§ **Recorded information**
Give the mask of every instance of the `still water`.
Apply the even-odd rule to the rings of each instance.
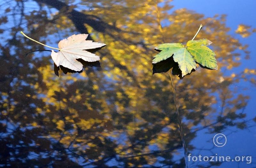
[[[0,167],[256,167],[255,6],[2,1]],[[201,24],[195,40],[212,42],[218,70],[152,75],[155,47],[185,46]],[[106,46],[82,71],[58,71],[20,31],[55,48],[81,33]]]

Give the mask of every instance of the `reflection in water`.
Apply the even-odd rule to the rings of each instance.
[[[153,49],[163,41],[158,16],[165,42],[184,43],[194,36],[191,30],[204,25],[197,38],[213,42],[220,69],[239,66],[235,50],[248,53],[246,46],[227,33],[224,15],[205,18],[184,9],[169,13],[167,2],[82,1],[1,3],[0,166],[188,166],[169,75],[152,75]],[[101,68],[87,66],[58,77],[50,53],[26,56],[44,48],[20,35],[21,30],[53,44],[89,33],[107,45],[97,53]],[[225,77],[221,70],[197,69],[173,81],[190,153],[200,130],[213,134],[254,124],[244,112],[250,98],[232,85],[241,78],[253,83],[255,71]]]

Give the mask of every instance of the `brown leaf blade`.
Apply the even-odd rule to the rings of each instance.
[[[60,49],[56,53],[52,50],[51,56],[57,66],[62,65],[71,69],[80,71],[83,69],[83,64],[76,59],[81,58],[88,62],[100,60],[100,57],[85,49],[99,48],[106,45],[103,43],[85,40],[88,34],[74,34],[67,39],[60,41],[59,47]]]

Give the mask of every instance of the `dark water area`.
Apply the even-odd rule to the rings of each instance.
[[[228,1],[1,1],[0,167],[256,167],[256,2]],[[218,69],[152,75],[201,24]],[[20,31],[106,45],[59,69]]]

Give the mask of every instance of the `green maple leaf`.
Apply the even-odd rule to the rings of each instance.
[[[161,51],[154,57],[152,63],[159,62],[172,56],[174,61],[179,64],[182,77],[196,69],[196,61],[204,66],[217,70],[217,62],[214,57],[216,55],[206,47],[212,43],[210,40],[203,39],[189,41],[186,47],[181,43],[160,44],[155,49]]]

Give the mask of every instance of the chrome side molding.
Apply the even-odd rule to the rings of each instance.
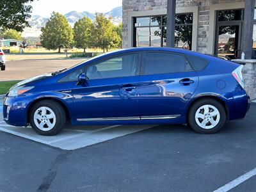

§ **Task to complete**
Copy every one of the lines above word for word, leaving out the pictures.

§ **Result below**
Give the mask of every instance of the `still water`.
Apply the even-odd rule to the rings of each instance.
[[[0,167],[256,167],[255,6],[2,1]],[[201,24],[195,40],[212,42],[218,70],[152,75],[155,47],[185,46]],[[106,46],[82,71],[58,71],[20,31],[55,48],[81,33]]]

Give the mask of every instance of the `reflection in water`.
Apply the even-odd rule to the rings of each instance.
[[[153,49],[163,41],[158,16],[165,42],[184,43],[194,36],[191,30],[204,25],[197,38],[213,42],[220,69],[239,66],[235,50],[248,53],[246,46],[227,33],[224,15],[205,18],[184,9],[169,13],[167,2],[82,1],[1,3],[0,166],[188,166],[169,75],[152,75]],[[101,68],[87,66],[58,77],[50,53],[26,56],[44,48],[20,35],[21,30],[53,44],[89,33],[107,45],[97,53]],[[225,77],[221,70],[197,69],[173,81],[190,153],[200,130],[213,134],[254,124],[244,112],[250,98],[232,85],[241,78],[253,83],[255,71]]]

Give the mask of every instance of the `brown leaf blade`.
Apply the even-odd rule to the rings of each instance.
[[[60,49],[56,53],[52,50],[51,56],[57,66],[62,65],[71,69],[80,71],[83,69],[83,64],[76,59],[81,58],[88,62],[100,60],[100,57],[85,49],[99,48],[106,45],[103,43],[85,40],[88,34],[74,34],[67,39],[60,41],[59,47]]]

Give the mask of every instance of the `dark water area`.
Apply the even-odd rule to the rings of each instance.
[[[228,1],[1,1],[0,167],[256,167],[256,2]],[[218,69],[152,75],[201,24]],[[20,31],[106,45],[59,69]]]

Give the mask of every instance of the `green maple leaf`.
Apply the even-odd rule to the rings of each instance.
[[[161,51],[154,57],[152,63],[159,62],[172,56],[174,61],[179,64],[182,77],[196,69],[196,61],[204,66],[217,70],[217,62],[214,57],[216,55],[206,47],[212,43],[210,40],[203,39],[189,41],[186,47],[181,43],[160,44],[155,49]]]

Give the mask of every instance of the chrome side molding.
Apply the even-odd rule to the rings of each instance.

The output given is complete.